§ ESTRATTO
* * * * * * * * *
Signori cardinali e cari fratelli nell’episcopato: Pax vobis, alleluia!

1. Con questo semplice e suggestivo saluto, familiare a Gesù risorto (cf. Gv 20, 19. 21. 26; Lc 24, 16), e con l’augurio ivi contenuto, voglio iniziare questo messaggio diretto a voi signori e, grazie alla vostra mediazione, a tutta la Chiesa del Brasile.

In seguito agli incontri singoli e collettivi, e dopo l’incontro di un gruppo rappresentativo dell’episcopato con me e con i miei collaboratori nella Curia romana, questa affermazione di presenza vuole essere la terza tappa e il coronamento della visita “ad limina”, avvenimento ecclesiastico che, per quattordici mesi, ha marcato la vita dell’episcopato e della Chiesa in Brasile. Nei modi in cui fu realizzata, per iniziativa comune dei vescovi e mia, questa visita “ad limina” fu una prova altamente espressiva di una autentica collegialità effettiva e affettiva, armoniosamente unita con il correlativo esercizio del “ministerium Petri”. La carità fraterna che in essa regna, unita alla incessante ricerca della verità, ispira un dialogo non superficiale ma profondo e coerente, dialogo che desiderò essere, in tutti i tempi, strumento di quella comunione che dai primordi della Chiesa e in tutta la sua storia, ma in modo speciale nei documenti del Concilio Ecumenico Vaticano II, appare come elemento essenziale nella stessa Chiesa di Gesù Cristo.
* * * * * * * * *
§ RIGHE
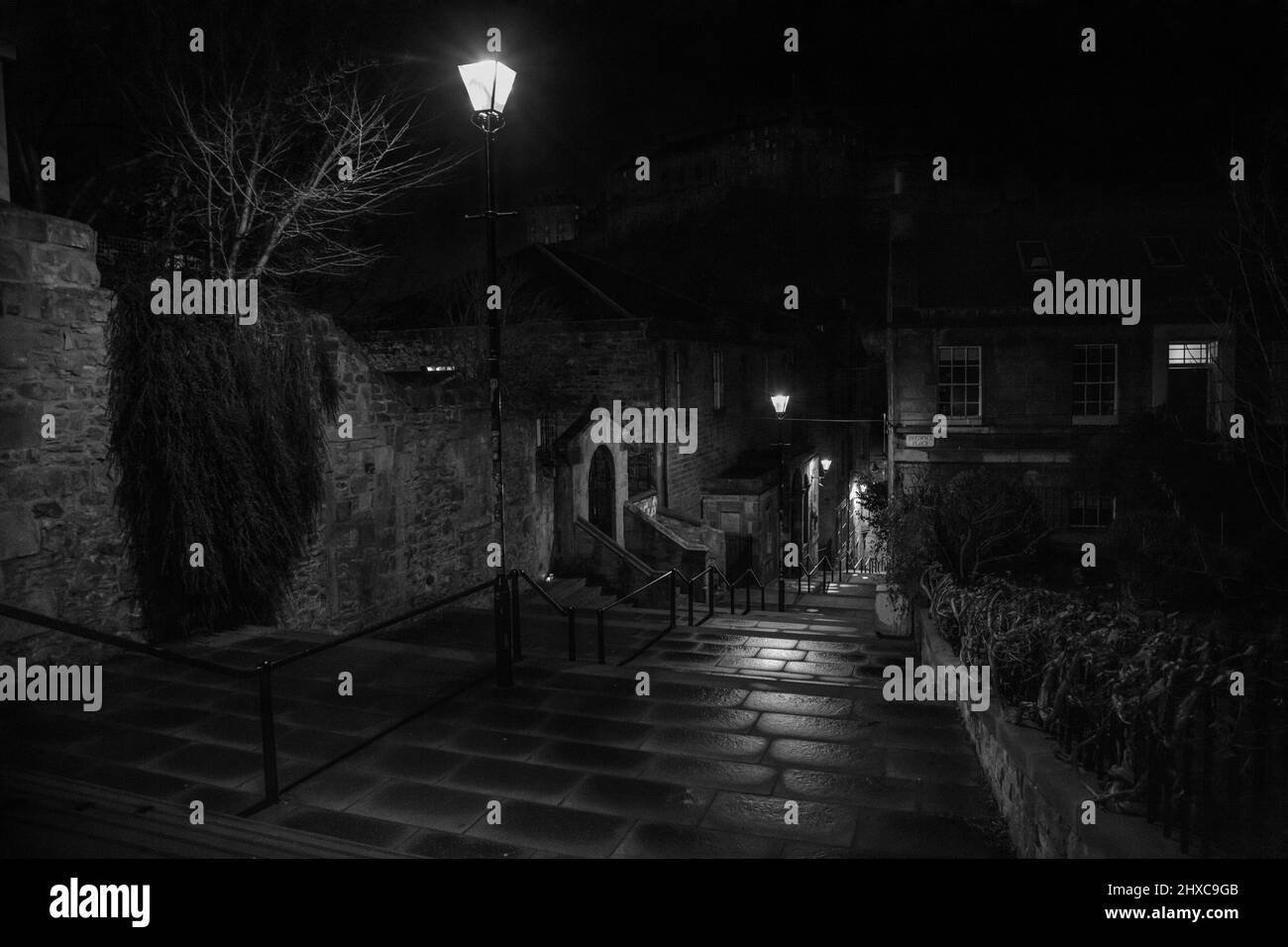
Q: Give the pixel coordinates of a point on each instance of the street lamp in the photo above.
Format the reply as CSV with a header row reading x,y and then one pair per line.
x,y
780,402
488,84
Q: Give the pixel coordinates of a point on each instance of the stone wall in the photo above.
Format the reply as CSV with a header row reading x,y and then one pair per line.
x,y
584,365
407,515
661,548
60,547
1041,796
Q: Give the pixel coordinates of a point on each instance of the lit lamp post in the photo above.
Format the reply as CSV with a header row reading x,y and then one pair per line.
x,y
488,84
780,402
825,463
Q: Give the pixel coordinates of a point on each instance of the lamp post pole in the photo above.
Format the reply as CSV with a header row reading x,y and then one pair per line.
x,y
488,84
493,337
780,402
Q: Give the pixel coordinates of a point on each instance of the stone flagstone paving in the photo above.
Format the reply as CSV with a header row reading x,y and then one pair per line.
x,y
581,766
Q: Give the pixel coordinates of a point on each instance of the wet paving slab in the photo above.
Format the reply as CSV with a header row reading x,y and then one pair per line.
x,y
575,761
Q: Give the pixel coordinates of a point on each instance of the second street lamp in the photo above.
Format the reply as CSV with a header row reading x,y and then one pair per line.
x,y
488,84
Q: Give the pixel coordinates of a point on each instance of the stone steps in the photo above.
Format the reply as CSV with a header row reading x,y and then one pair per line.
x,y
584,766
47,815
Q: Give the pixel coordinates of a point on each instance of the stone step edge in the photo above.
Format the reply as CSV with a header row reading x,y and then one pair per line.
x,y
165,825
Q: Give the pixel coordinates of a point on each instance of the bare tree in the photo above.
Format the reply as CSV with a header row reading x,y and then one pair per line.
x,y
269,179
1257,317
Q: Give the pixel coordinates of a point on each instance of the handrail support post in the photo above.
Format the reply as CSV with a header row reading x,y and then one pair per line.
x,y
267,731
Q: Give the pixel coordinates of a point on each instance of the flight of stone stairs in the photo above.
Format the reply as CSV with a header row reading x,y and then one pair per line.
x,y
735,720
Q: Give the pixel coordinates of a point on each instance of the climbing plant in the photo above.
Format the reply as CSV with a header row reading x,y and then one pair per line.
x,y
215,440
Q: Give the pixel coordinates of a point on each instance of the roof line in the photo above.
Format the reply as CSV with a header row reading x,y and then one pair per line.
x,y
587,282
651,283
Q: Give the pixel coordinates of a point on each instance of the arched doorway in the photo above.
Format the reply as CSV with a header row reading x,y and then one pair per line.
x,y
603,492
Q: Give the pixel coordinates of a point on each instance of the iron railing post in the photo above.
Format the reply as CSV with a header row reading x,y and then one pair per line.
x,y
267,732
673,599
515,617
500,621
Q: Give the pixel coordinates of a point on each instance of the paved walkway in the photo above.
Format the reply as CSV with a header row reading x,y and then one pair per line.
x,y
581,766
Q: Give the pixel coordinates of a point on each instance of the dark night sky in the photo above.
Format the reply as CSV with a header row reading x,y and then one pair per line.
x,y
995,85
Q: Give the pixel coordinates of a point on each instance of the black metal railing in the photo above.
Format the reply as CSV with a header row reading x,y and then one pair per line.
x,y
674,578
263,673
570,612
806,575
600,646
* * * * * * * * *
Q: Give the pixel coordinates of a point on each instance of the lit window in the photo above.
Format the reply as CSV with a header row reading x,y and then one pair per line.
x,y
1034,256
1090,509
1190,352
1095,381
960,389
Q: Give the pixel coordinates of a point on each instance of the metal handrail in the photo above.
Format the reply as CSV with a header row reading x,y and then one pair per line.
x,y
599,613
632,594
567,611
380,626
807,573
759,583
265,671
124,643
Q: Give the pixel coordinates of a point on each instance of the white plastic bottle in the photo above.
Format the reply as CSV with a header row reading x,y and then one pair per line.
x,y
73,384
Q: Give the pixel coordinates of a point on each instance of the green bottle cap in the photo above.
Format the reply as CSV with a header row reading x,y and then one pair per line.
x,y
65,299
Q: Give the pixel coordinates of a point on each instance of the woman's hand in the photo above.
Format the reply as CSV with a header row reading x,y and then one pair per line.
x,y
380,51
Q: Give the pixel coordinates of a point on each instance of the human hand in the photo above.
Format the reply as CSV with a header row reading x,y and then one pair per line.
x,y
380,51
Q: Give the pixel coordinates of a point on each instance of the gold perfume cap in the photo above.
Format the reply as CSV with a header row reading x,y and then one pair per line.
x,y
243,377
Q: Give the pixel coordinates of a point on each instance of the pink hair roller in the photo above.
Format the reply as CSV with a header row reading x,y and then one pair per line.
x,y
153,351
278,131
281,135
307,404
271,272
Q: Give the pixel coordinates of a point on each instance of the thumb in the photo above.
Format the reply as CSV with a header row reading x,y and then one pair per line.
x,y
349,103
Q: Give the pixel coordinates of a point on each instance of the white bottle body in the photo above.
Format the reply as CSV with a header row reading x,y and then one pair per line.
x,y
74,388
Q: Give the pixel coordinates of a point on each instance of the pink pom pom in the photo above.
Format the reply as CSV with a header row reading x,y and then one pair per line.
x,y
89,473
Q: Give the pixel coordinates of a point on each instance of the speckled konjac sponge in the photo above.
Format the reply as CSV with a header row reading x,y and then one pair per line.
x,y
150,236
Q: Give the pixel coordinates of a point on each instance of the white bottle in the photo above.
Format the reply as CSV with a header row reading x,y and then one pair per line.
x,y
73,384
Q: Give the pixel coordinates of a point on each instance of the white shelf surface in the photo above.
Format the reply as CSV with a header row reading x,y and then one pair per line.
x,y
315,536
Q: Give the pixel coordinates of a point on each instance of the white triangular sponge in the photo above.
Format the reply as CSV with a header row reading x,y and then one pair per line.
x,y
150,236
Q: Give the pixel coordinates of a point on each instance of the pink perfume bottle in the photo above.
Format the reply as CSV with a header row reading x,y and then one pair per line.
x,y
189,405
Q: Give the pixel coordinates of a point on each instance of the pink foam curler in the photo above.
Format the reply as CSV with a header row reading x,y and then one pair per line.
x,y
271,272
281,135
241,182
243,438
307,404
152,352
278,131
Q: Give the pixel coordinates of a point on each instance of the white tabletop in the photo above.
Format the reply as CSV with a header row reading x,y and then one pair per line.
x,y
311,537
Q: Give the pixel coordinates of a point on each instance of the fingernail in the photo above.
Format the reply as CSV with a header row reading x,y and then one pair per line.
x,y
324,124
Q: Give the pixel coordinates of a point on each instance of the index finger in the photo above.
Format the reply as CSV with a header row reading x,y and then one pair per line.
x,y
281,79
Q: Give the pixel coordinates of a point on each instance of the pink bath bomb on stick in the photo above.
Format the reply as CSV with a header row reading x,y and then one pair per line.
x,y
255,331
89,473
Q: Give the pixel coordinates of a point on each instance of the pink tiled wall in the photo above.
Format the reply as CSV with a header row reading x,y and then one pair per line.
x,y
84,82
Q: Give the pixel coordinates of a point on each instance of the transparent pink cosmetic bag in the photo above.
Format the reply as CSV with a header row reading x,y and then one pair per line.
* * * * * * * * *
§ COSA SI CHIEDE
1. Rispondi a queste domande sull'estratto:
(a) Con quale saluto si apre l'estratto?
(b) Per quanti mesi la visita "ad limina" ha marcato la vita dell'episcopato e della Chiesa in Brasile?
(c) In quali documenti, in modo speciale, la comunione appare come elemento essenziale nella Chiesa di Gesù Cristo?
2. Estrai dall'elenco ogni riga che contiene la parola "railing".
L'estratto e l'elenco non hanno alcun legame tra loro.

§ ELENCO SOLUZIONI
1.
(a) Pax vobis, alleluia!
(b) Per quattordici mesi.
(c) Nei documenti del Concilio Ecumenico Vaticano II.

2.
Q: Give the pixel coordinates of a point on each instance of the iron railing post in the photo above.
Q: Give the pixel coordinates of a point on each instance of the black metal railing in the photo above.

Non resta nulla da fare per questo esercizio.